BITS – June, 2020

BITS = Bits of Information To Share. Here is a brief roundup of several things I learned in June, 2020, as well as some cool facts and useful links I’d like to share with you.

  1. PHP = PHP: Hypertext Preprocessor (from “Personal Home Page Tools,” more frequently referenced as “PHP Tools.”); GNU = GNU’s Not Unix; LAME = LAME Ain’t an MP3 Encoder; and the title of this blogpost, BITS = Bits of Information To Share. All these are recursive acronyms, the first of which appeared just more than 40 years ago. (Wikipedia)
  2. In the early 14th century, “dandelion” was spelled dent-de-lion, literally “lion’s tooth,” a direct loan from French, but over time, colloquial use morphed it into the current spelling. (Useless Etymology)
  3. Astronomers have a new candidate in their search for the nearest black hole to Earth. It’s about 1,000 light-years away, or roughly 9.5 thousand, million, million km, in the Constellation Telescopium. That might not sound very close, but on the scale of the Universe, it’s actually right next door. (BBC)

**Outline annotation records**:
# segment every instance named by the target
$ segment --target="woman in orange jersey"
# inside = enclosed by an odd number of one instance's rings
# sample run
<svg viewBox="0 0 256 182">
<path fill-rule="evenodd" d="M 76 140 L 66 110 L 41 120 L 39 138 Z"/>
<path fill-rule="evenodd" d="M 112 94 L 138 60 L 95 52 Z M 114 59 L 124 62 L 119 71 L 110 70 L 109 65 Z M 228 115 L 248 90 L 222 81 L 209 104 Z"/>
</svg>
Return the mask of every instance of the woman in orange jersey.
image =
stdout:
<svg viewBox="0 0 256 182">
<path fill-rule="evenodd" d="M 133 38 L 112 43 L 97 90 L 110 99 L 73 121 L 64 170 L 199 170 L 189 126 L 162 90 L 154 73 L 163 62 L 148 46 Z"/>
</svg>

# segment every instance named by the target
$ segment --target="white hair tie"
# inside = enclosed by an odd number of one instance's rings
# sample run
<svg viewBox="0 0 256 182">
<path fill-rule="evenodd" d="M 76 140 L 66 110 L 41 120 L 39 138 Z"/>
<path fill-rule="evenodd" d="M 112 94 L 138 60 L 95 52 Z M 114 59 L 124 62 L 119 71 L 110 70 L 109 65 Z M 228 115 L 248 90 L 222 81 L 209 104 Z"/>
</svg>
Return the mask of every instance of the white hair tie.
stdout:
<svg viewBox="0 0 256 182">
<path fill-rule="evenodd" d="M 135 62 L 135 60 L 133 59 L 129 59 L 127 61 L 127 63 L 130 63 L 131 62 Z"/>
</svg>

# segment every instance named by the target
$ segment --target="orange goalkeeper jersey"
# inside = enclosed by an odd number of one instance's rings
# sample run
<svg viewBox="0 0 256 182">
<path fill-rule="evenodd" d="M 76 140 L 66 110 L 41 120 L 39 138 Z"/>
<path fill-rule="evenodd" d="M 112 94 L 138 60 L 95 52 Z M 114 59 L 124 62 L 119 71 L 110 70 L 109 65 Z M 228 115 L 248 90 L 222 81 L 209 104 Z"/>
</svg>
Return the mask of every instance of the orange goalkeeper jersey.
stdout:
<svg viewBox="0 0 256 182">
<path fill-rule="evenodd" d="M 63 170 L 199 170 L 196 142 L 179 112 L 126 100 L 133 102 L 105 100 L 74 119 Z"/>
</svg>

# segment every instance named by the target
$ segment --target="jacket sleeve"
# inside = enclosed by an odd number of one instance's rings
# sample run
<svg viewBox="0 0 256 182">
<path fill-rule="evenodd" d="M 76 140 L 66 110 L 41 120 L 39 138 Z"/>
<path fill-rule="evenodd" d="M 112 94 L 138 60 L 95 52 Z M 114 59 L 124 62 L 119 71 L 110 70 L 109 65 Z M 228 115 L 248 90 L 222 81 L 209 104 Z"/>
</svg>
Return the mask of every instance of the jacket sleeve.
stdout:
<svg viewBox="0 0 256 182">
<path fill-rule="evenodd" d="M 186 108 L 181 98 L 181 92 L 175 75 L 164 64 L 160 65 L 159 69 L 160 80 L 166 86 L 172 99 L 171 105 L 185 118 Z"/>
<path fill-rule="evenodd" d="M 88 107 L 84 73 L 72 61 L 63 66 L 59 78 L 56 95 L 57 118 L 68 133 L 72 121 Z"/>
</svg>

--

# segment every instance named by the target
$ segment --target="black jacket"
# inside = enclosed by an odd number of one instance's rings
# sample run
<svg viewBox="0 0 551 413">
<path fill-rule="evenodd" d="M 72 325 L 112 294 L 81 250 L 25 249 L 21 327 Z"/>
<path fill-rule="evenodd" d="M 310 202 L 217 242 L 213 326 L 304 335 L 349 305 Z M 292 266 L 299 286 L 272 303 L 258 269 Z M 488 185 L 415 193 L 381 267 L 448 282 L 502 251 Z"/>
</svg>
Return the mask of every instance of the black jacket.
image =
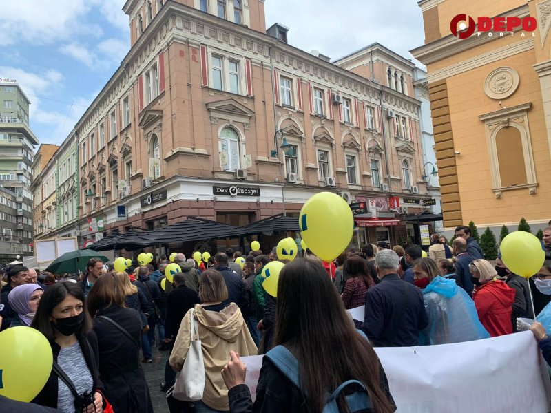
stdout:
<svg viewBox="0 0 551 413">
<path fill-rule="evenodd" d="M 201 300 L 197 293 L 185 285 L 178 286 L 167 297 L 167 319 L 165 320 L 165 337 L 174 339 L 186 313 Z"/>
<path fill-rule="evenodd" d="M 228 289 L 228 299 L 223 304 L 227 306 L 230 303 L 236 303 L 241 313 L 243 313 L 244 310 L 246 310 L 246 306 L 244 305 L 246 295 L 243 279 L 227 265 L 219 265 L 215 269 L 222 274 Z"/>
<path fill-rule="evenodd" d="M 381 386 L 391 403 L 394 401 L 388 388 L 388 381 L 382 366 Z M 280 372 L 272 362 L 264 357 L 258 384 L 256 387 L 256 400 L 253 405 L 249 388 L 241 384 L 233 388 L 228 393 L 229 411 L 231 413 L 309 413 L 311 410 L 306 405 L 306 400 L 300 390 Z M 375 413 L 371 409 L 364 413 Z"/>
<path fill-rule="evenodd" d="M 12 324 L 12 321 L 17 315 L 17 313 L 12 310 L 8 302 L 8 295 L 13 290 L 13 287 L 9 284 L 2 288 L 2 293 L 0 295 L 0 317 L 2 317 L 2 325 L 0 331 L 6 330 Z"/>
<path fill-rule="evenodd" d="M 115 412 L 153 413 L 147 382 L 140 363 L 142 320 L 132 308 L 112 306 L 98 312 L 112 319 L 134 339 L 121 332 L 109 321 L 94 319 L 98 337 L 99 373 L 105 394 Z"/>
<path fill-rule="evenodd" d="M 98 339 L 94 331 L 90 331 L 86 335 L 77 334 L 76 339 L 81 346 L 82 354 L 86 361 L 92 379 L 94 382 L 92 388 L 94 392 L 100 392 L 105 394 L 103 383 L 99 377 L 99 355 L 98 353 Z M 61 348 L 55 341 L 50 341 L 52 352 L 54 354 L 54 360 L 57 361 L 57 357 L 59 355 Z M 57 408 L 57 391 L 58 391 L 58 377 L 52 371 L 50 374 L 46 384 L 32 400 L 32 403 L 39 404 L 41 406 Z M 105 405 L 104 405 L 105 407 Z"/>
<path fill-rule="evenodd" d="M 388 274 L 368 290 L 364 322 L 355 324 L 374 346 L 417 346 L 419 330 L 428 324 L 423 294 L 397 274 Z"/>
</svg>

**List of tasks**:
a – According to the BITS roundup, in which constellation is the new candidate for the nearest black hole to Earth?
b – Please resume the BITS roundup from the end of its third item.
You won't need the records for this.

**Results for each task**:
a – Telescopium.

b –
  4. Your Husky’s fur acts as a protective coat against different insects and parasites. Also, once shaved the topcoat and the bottom coat of his fur might not grow well and blend properly. You’re practically hurting him permanently. (Husky Advisor)
  5. The UN projects that the global population will be 10.8 billion by 2100. The population growth rate is then expected to be close to zero. (Our World in Data)
  6. More than 124 million computers have been produced and sold this year. According to a report by Forrester Research, there were over one billion PCs in use worldwide by the end of 2008, and over 2 billion by the year 2015. (Worldometer)
  7. You can set up a trip to Camp Barneo, the northernmost inhabited place on Earth, via its official website. (Camp Barneo Official Website)
  8. The obsolete Mac OS X “Tiger” (V10.4) comprised 86 million lines of code, while Windows Vista contained 50 million lines. (Information Is Beautiful)
  9. It was assumed the Fernandina giant tortoise had fallen in extinction long ago, but after decades of obscurity, researchers have spotted an individual wandering around a Galápagos island for the first time in over 110 years. (IFLScience)
  10. Squirrels are among the top causes of power outages across the U.S. In 2016 alone, utilities reported 3,456 outages caused by the ubiquitous rodents that cut off power to more than 193,873 customers. (American Public Power Association)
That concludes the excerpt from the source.